___ Data for this task ___

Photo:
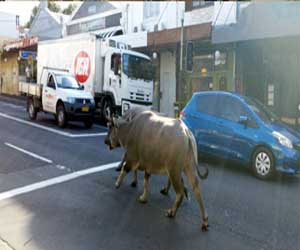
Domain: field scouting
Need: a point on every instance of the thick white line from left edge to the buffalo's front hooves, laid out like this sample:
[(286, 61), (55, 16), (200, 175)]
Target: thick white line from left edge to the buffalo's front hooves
[(55, 180)]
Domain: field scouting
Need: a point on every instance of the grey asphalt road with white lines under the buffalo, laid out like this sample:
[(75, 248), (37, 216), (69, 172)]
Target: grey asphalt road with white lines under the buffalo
[(49, 201)]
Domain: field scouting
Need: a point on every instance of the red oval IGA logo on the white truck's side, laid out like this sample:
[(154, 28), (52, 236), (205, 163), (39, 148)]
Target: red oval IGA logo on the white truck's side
[(82, 66)]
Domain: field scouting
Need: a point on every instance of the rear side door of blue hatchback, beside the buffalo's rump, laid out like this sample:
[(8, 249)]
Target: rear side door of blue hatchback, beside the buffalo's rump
[(203, 122)]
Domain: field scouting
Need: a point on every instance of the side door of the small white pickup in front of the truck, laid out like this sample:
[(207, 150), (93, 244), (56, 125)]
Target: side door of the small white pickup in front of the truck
[(49, 95)]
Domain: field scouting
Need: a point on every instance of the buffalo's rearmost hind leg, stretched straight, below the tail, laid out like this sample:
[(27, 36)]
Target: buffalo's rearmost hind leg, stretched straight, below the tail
[(194, 182)]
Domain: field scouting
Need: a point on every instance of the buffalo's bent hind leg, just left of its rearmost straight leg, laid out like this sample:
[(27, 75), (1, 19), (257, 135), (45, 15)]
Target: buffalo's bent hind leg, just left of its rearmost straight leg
[(178, 186)]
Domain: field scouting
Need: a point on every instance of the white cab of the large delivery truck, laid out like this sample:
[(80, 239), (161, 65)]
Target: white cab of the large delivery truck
[(128, 81)]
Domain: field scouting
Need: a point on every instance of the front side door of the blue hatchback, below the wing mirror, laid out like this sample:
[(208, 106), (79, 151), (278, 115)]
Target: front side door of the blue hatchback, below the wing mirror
[(236, 138)]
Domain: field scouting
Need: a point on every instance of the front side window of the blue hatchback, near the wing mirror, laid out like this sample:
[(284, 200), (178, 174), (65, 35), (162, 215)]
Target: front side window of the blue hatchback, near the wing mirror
[(231, 109)]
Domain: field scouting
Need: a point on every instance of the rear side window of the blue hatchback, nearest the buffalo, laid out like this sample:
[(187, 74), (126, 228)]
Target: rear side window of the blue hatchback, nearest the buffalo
[(207, 104)]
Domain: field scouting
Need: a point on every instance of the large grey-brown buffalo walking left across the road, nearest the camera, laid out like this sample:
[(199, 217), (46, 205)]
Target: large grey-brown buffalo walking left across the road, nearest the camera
[(159, 145)]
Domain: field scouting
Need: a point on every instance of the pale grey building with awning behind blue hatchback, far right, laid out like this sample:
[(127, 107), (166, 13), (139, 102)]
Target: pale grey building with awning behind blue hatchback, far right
[(265, 39)]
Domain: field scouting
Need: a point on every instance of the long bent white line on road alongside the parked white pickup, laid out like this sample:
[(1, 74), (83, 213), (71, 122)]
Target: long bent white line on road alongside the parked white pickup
[(51, 129)]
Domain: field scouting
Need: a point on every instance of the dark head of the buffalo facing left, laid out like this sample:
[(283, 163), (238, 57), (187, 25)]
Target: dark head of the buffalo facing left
[(112, 139)]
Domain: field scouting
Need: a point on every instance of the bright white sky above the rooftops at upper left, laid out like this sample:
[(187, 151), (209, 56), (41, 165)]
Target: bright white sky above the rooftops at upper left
[(24, 8)]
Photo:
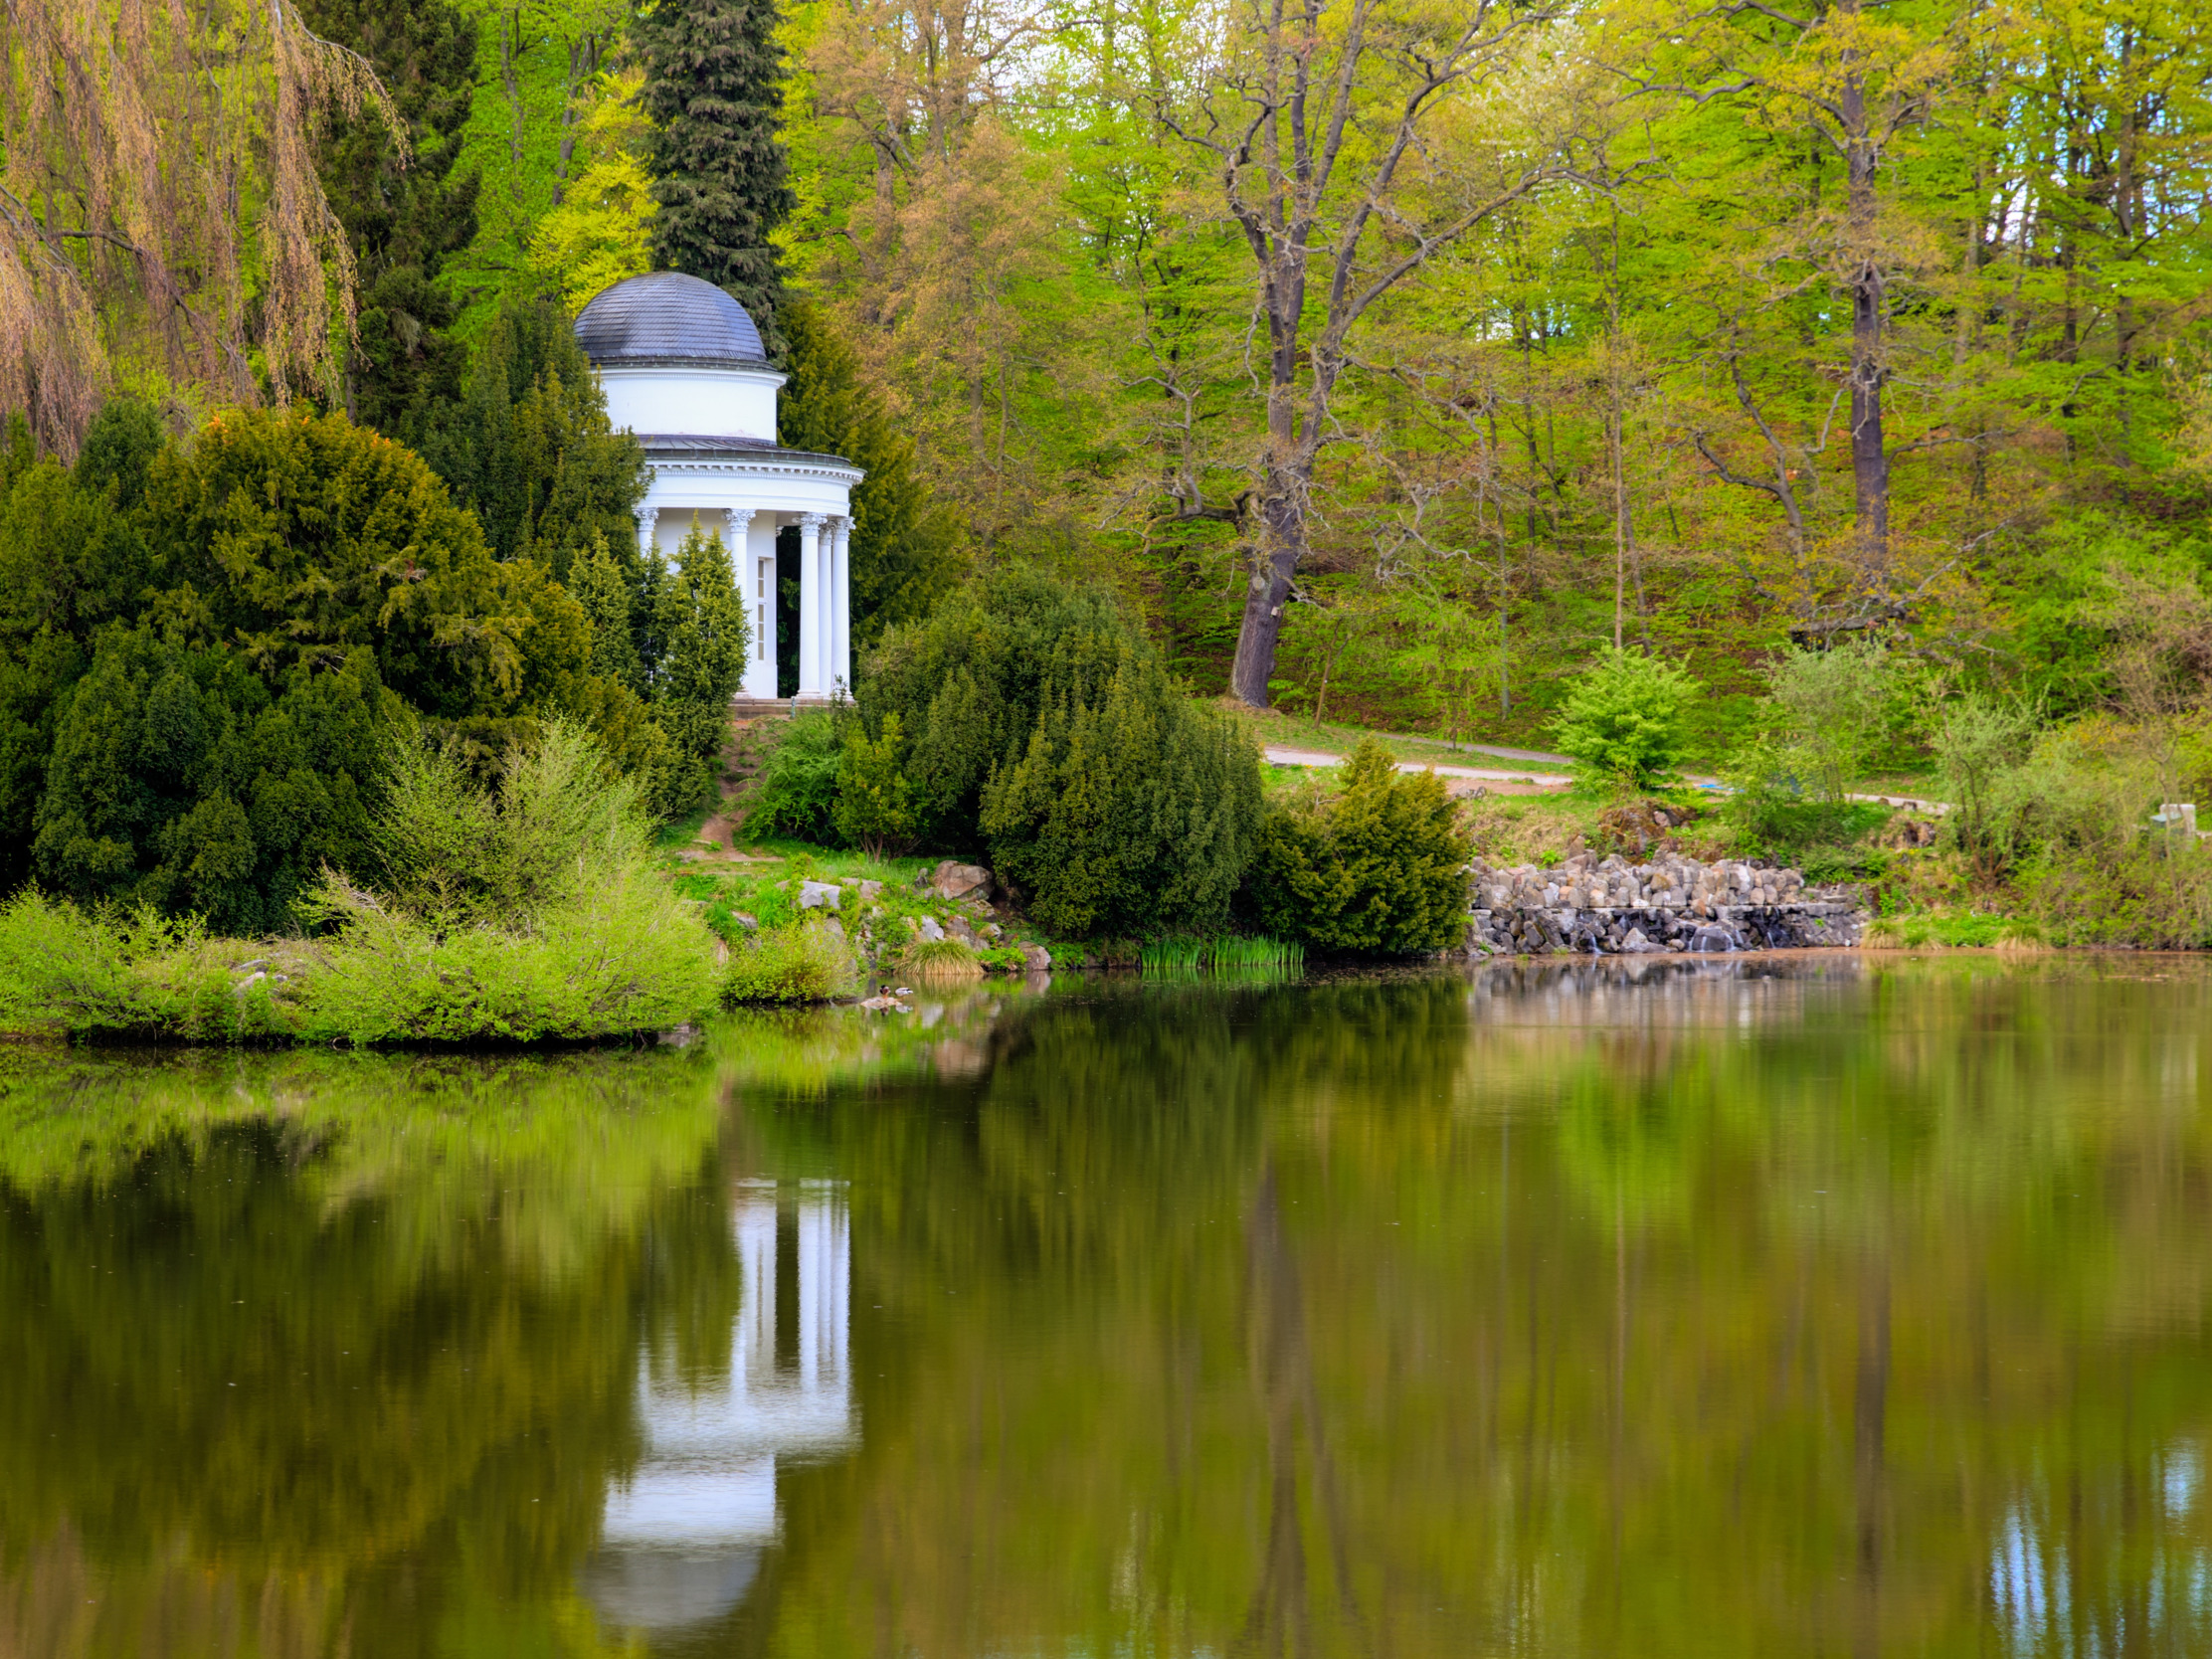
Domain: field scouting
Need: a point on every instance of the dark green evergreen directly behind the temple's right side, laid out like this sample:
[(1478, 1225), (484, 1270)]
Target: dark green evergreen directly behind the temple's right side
[(906, 545)]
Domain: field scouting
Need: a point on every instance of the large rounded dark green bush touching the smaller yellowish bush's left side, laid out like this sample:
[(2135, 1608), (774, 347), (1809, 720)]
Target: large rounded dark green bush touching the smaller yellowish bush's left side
[(1131, 808)]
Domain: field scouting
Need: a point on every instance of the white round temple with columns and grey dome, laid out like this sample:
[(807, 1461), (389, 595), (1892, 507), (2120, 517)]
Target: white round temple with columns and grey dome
[(682, 368)]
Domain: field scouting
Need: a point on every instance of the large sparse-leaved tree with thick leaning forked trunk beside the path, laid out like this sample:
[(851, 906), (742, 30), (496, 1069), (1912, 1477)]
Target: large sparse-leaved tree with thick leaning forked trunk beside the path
[(1317, 118)]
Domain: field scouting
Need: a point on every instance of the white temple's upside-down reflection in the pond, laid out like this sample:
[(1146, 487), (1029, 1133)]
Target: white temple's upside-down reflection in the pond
[(685, 1536)]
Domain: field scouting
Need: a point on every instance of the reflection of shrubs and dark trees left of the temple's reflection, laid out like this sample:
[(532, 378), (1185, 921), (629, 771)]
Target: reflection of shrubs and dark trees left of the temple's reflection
[(342, 1361)]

___

Task prompt: Give back every record exactly. Omit the pictures.

Problem solution:
Photo:
Domain: field scouting
Need: a point on every instance of the thick white line from left edge to the buffalo's front hooves, laid out like this sample:
[(286, 61), (55, 16), (200, 175)]
Target: thick white line from left edge to the buffalo's front hooves
[(55, 180)]
Domain: field scouting
Need: a point on every instance of the grey asphalt road with white lines under the buffalo, laid out like this sample:
[(75, 248), (37, 216), (69, 172)]
Target: grey asphalt road with white lines under the buffalo
[(49, 201)]
Domain: field scouting
Need: a point on every instance of the red oval IGA logo on the white truck's side, laid out like this sample:
[(154, 28), (52, 236), (205, 163), (39, 148)]
Target: red oval IGA logo on the white truck's side
[(82, 66)]
Domain: field scouting
Need: a point on every instance of the rear side door of blue hatchback, beside the buffalo's rump, laid out like this sample:
[(8, 249)]
Target: rear side door of blue hatchback, beside the buffalo's rump
[(203, 122)]
Domain: field scouting
Need: a point on every instance of the side door of the small white pickup in front of the truck, laid out like this sample:
[(207, 150), (93, 244), (56, 125)]
Target: side door of the small white pickup in front of the truck
[(49, 95)]
Domain: field scouting
Need: a point on every instance of the buffalo's rearmost hind leg, stretched straight, below the tail, laid out like this sample:
[(27, 36)]
Target: buffalo's rearmost hind leg, stretched straight, below the tail
[(194, 182)]
Domain: field scouting
Need: a point on every instance of the buffalo's bent hind leg, just left of its rearmost straight leg, laid out like this sample:
[(27, 75), (1, 19), (257, 135), (45, 15)]
Target: buffalo's bent hind leg, just left of its rearmost straight leg
[(178, 186)]
Domain: field scouting
Need: a point on every instance of the white cab of the large delivery truck, laid out like this sample:
[(80, 239), (161, 65)]
Target: white cab of the large delivery truck
[(128, 81)]
Domain: field scouting
Need: a point on every instance of the front side door of the blue hatchback, below the wing mirror, laid out like this sample:
[(208, 106), (79, 151), (278, 115)]
Target: front side door of the blue hatchback, below the wing mirror
[(236, 138)]
Domain: field scouting
Need: a point on every instance of the front side window of the blue hatchback, near the wing mirror, laid out like this sample:
[(284, 200), (178, 174), (65, 35), (162, 215)]
Target: front side window of the blue hatchback, near the wing mirror
[(231, 109)]
Domain: field scouting
Need: a point on every instance of the rear side window of the blue hatchback, nearest the buffalo, laid out like this sample:
[(187, 74), (126, 228)]
Target: rear side window of the blue hatchback, nearest the buffalo
[(207, 104)]
Domain: field scouting
Need: a point on every instance of the large grey-brown buffalo walking left across the road, nearest the camera, laid out like this sample:
[(199, 217), (46, 205)]
Target: large grey-brown buffalo walking left across the road, nearest the camera
[(159, 145)]
Domain: field scouting
Need: a point on every instance of the pale grey building with awning behind blue hatchback, far right, laid out like this sample:
[(127, 107), (166, 13), (139, 102)]
Target: pale grey building with awning behind blue hatchback, far right
[(265, 39)]
Domain: field scouting
Need: a point on every instance of the long bent white line on road alongside the parked white pickup, laid out like this sample:
[(1, 74), (83, 213), (71, 122)]
Target: long bent white line on road alongside the parked white pickup
[(51, 129)]
Domain: field scouting
Need: a point on every instance of the dark head of the buffalo facing left, laid out like this sample:
[(283, 163), (238, 57), (187, 25)]
Target: dark head of the buffalo facing left
[(112, 139)]
Domain: field scouting
Need: a point on every instance of the bright white sky above the rooftops at upper left, laid out like this sample:
[(187, 151), (209, 56), (41, 165)]
Target: bright white sky above the rooftops at upper left
[(24, 8)]
Photo:
Domain: field scouting
Need: a point on every instance of the dark green evergreen directly behind the temple's right side, laid out like this sample:
[(1478, 1225), (484, 1270)]
Target: dark green evergreen directly behind the temple's right side
[(906, 545)]
Domain: field scouting
Need: a point on every instance of the large rounded dark green bush touching the smaller yellowish bush's left side, laid out like this sample:
[(2135, 1608), (774, 347), (1809, 720)]
Target: large rounded dark green bush touching the smaller yellowish bush's left side
[(1131, 808)]
Domain: field scouting
Need: a point on every instance of the white round temple with columns and grey dome, laid out like this sample:
[(807, 1461), (389, 595), (1892, 507), (2120, 517)]
Target: white round temple with columns and grey dome
[(682, 368)]
Domain: field scouting
Need: a point on every instance of the large sparse-leaved tree with thick leaning forked trunk beside the path, laid out like this sample:
[(851, 906), (742, 30), (496, 1069), (1912, 1477)]
Target: large sparse-leaved tree with thick leaning forked trunk beside the path
[(1317, 118)]
Domain: field scouting
Need: a point on every instance of the white temple's upside-down reflection in the pond, laid out like this sample:
[(1146, 487), (1029, 1133)]
Target: white temple's upside-down reflection in the pond
[(685, 1536)]
Domain: field scouting
Need: a point on every instance of the reflection of shrubs and dark trees left of the temple's reflection, laid out like this sample:
[(532, 378), (1185, 921), (629, 771)]
Target: reflection of shrubs and dark trees left of the temple's reflection
[(342, 1361)]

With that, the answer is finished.